*EXERCISE BRIEF*.
Starting at the line that contains "Target: stop sign" and ending at the last line of the items below, write out those lines again, requests included. Multiply every x,y coordinate in the answers by 0.65 and round each to a whole number, rounding halves up.

** begin THE RECORDS **

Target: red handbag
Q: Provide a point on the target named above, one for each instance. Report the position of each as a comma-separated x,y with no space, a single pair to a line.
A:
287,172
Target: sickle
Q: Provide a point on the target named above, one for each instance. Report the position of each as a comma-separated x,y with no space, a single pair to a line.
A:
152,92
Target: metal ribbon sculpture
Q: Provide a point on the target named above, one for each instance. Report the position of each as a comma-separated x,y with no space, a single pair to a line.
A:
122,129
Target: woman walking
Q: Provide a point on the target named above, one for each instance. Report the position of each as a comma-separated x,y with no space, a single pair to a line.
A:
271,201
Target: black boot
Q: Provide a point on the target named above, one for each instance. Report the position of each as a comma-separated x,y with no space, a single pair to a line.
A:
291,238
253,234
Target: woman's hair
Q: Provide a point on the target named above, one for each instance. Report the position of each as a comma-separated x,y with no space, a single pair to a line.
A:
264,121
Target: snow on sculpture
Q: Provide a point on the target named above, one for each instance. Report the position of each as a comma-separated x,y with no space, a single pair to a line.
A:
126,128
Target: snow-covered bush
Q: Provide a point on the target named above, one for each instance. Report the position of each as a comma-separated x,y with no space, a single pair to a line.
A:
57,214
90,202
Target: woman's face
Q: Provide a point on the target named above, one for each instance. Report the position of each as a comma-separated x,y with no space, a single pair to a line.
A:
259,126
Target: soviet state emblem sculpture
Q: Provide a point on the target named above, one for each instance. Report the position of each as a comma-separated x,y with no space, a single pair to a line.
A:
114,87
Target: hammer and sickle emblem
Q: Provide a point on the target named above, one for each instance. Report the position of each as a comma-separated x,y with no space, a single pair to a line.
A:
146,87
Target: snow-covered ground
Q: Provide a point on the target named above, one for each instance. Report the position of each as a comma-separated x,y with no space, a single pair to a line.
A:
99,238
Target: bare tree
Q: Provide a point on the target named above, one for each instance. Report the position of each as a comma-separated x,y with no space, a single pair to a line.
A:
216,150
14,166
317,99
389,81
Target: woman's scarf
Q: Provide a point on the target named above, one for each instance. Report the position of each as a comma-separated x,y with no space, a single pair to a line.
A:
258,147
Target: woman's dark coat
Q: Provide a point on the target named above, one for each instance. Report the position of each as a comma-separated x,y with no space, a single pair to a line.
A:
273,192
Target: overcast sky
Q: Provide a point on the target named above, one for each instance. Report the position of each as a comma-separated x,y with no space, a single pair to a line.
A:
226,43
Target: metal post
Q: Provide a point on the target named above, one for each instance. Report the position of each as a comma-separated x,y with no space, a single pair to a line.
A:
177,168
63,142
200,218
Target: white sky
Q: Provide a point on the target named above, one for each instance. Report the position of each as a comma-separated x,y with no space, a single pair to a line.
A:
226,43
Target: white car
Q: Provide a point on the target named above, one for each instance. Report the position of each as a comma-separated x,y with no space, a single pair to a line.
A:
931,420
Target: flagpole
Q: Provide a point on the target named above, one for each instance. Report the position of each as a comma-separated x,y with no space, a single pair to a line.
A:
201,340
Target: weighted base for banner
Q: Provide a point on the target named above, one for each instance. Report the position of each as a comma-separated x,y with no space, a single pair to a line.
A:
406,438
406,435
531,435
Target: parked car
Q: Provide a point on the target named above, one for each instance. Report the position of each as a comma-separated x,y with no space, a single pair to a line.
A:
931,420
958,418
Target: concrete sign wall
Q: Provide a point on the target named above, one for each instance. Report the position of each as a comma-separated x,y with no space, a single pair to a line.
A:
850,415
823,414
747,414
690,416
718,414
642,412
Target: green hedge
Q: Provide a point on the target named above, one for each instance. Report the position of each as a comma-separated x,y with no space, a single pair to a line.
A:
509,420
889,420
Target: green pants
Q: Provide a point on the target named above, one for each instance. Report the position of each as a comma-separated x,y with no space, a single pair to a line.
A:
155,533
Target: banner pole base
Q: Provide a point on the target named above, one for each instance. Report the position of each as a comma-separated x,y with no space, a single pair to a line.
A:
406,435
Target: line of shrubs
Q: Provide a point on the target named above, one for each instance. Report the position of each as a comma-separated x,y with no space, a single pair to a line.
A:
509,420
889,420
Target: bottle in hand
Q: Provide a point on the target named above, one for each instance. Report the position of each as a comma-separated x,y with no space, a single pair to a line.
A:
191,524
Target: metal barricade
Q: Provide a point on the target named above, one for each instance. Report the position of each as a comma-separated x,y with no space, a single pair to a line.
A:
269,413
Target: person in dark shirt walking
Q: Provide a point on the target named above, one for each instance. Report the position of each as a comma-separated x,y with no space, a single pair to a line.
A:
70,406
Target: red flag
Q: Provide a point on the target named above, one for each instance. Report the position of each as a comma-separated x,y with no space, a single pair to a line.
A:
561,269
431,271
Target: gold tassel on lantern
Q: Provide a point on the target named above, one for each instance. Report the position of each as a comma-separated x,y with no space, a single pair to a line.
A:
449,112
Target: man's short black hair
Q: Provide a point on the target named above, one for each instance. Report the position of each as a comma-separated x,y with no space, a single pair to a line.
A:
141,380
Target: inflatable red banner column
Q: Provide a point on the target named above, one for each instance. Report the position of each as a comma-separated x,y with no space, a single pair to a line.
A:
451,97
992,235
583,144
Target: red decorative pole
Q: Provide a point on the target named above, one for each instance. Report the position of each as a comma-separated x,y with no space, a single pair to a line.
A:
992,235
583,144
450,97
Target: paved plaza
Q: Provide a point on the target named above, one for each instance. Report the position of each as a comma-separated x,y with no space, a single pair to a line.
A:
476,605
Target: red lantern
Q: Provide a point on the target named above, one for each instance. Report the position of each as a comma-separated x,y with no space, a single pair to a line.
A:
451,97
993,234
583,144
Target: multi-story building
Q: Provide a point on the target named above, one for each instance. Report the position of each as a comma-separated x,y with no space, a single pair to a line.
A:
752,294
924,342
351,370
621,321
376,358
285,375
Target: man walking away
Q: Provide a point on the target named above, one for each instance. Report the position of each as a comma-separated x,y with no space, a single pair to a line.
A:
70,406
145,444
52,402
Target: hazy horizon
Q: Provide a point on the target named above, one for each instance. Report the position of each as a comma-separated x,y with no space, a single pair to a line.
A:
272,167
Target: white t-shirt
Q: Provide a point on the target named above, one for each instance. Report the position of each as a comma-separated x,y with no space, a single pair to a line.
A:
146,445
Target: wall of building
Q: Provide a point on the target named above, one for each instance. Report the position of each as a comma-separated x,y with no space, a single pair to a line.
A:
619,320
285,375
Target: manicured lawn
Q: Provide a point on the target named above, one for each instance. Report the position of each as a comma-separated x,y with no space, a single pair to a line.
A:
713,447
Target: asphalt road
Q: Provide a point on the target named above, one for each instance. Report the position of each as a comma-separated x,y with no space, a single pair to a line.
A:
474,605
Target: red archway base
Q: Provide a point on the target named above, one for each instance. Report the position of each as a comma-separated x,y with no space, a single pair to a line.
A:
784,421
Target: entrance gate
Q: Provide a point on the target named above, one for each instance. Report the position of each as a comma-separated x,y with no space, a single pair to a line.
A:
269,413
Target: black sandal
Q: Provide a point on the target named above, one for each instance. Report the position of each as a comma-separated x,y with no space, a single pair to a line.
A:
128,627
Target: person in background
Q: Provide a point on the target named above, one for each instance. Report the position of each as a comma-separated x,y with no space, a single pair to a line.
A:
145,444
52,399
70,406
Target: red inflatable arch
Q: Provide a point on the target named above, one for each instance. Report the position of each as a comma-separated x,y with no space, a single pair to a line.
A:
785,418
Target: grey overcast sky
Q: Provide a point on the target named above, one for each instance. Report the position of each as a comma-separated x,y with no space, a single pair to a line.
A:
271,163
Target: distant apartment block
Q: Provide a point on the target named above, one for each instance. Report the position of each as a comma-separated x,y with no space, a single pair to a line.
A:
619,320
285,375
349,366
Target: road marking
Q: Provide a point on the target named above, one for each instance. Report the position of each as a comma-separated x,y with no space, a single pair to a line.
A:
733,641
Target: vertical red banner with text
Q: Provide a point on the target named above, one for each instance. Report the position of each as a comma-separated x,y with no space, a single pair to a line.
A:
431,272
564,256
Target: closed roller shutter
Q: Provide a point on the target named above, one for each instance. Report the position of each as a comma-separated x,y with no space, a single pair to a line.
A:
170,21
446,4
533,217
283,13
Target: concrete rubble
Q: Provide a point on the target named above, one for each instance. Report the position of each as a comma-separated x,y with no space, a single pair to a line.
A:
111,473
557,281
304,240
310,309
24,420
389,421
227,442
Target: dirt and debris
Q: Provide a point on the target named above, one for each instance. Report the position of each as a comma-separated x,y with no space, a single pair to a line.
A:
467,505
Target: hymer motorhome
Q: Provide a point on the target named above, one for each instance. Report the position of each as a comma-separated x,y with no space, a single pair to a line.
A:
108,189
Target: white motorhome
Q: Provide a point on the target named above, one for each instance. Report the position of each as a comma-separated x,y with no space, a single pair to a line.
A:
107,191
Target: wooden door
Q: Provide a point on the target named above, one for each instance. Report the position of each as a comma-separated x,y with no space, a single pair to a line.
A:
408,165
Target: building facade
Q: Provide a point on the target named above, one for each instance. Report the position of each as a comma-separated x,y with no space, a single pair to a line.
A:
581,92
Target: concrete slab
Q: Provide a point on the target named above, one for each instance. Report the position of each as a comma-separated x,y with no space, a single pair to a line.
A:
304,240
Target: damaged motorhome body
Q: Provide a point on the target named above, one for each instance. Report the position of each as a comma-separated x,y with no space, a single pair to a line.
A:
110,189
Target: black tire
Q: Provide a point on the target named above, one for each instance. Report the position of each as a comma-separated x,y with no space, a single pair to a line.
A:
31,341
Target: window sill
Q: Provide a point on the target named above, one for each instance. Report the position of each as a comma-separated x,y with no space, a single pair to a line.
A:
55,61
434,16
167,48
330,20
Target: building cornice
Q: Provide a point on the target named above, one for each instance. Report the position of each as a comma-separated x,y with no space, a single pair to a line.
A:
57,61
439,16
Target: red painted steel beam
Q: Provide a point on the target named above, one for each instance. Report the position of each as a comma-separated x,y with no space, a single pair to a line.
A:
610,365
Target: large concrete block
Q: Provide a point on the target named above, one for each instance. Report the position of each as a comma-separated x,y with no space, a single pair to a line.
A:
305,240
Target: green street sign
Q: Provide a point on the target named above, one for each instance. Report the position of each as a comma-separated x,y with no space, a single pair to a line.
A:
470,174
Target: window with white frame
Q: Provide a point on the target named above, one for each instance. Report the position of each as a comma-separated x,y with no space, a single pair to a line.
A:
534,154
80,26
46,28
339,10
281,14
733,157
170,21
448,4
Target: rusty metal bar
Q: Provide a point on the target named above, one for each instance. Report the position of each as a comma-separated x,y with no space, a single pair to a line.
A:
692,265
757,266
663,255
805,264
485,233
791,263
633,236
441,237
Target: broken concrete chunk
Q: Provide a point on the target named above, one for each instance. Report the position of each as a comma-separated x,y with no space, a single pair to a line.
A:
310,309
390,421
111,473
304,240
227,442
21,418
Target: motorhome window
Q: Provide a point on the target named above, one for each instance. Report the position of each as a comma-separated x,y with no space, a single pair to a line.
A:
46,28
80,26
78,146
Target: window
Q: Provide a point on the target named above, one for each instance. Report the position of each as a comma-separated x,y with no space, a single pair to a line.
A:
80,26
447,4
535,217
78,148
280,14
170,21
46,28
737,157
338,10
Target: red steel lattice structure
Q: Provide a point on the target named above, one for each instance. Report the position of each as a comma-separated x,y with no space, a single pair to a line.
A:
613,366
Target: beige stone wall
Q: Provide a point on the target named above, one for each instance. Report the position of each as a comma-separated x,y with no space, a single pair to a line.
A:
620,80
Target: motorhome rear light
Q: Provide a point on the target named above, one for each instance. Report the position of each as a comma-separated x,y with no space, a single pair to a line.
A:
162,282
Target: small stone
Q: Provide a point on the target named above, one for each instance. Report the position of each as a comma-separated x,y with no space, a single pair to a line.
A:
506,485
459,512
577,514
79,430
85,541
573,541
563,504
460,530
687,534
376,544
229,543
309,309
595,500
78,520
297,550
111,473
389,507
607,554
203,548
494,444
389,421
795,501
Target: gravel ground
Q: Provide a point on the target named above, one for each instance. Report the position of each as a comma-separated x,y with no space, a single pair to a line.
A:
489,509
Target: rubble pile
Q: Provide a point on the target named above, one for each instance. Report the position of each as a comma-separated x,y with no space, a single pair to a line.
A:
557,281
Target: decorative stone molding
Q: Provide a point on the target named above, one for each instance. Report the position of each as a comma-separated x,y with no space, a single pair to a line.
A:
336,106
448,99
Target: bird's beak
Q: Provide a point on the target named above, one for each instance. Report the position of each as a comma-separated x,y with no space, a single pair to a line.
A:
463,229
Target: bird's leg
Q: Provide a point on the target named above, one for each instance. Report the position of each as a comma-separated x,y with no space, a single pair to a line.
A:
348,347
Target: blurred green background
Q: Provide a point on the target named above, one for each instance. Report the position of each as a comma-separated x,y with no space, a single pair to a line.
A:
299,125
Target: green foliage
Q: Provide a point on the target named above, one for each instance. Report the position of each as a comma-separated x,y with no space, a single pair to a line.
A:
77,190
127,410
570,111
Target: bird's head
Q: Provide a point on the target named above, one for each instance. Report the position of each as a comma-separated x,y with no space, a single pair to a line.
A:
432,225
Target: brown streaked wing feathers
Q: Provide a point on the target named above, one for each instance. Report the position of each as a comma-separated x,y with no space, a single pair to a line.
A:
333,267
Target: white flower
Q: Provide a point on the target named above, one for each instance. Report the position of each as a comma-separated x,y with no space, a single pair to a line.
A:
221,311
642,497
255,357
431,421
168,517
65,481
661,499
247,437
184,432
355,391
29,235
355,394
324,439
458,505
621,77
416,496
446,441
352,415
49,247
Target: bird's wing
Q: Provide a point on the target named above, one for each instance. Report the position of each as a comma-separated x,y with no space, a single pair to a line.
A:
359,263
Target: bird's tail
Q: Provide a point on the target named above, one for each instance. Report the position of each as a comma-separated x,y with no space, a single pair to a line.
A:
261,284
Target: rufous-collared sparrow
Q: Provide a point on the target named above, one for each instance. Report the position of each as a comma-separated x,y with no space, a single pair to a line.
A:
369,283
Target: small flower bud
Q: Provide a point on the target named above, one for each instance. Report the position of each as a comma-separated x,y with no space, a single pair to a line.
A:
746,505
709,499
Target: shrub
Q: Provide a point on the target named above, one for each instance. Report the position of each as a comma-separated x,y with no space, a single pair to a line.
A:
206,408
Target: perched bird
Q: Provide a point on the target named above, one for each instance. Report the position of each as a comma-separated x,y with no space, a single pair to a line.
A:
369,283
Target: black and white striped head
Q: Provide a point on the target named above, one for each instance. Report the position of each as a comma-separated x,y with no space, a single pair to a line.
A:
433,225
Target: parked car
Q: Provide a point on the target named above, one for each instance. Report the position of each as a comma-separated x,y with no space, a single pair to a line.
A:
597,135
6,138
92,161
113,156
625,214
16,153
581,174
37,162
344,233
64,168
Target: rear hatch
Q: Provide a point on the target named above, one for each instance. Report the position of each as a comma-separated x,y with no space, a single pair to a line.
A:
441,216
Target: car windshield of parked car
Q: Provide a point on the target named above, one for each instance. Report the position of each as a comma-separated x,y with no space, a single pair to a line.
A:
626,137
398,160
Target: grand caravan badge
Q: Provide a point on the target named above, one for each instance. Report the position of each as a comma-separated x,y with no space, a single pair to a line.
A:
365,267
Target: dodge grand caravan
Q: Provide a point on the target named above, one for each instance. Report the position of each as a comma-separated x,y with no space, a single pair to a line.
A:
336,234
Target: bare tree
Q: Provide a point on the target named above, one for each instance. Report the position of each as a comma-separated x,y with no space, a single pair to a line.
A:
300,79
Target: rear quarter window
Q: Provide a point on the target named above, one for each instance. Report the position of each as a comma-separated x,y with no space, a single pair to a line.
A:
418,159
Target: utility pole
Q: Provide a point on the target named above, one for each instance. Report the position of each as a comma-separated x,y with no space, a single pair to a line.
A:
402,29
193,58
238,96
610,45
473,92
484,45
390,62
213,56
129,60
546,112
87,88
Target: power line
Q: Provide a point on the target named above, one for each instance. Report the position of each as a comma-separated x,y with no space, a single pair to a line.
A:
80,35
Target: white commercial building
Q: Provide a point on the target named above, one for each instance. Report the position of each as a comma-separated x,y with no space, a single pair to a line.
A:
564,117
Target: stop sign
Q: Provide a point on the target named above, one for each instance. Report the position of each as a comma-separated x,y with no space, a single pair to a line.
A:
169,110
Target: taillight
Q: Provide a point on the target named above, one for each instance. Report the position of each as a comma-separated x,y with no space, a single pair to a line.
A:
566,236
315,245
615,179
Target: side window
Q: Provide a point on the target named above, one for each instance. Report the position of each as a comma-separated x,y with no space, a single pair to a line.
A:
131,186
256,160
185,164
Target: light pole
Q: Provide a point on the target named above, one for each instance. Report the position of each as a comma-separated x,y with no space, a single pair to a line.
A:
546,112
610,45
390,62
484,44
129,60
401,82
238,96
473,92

** end THE RECORDS **

*THE RESPONSE*.
Target: stop sign
Q: Provide a point on the target named above, one for each instance. Report the position of each as a comma-separated x,y with no space, a single pair to a line.
A:
110,72
Target: taillight
Q: Provide a point on the target named above, one for each instance. Report the position of each as a comma-separated x,y with no space, a single pair to a line.
A:
368,153
205,159
400,116
Target: side window
Q: Provide a point on the target named above, one for each instance. Report the position of each as a comma-separated x,y with no space, a single pair to a line.
A:
85,121
166,104
120,107
Target: light pole
Q: Provide a point on the target named above, one for each instance. Report the position of each as a comma-separated x,y with no space, a single pair to a line.
A:
355,73
397,29
254,40
315,29
84,39
261,53
155,62
307,60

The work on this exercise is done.